### REQUIRED WORK
Could you copy exactly the lines from the one containing "Find the grazing" through the last line of the records below, and nothing else?

### SOURCE DATA
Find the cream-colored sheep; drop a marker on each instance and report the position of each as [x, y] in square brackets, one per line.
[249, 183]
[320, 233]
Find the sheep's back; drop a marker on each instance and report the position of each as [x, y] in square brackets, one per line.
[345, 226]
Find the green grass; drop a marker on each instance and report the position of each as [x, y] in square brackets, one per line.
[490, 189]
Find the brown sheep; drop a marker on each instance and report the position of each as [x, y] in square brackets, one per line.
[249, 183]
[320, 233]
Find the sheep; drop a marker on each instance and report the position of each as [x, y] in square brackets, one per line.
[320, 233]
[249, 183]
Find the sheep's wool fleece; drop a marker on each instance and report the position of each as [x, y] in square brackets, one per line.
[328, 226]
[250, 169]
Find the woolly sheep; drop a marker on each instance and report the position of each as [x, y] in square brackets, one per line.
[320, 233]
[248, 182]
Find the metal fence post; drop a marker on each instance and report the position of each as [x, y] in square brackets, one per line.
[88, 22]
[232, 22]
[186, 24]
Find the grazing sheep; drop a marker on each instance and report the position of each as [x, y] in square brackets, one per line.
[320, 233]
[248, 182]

### WRITTEN RESPONSE
Find the grazing sheep; drop a marker on each instance and report the position of each as [x, y] in square brackets, one per line.
[320, 233]
[248, 182]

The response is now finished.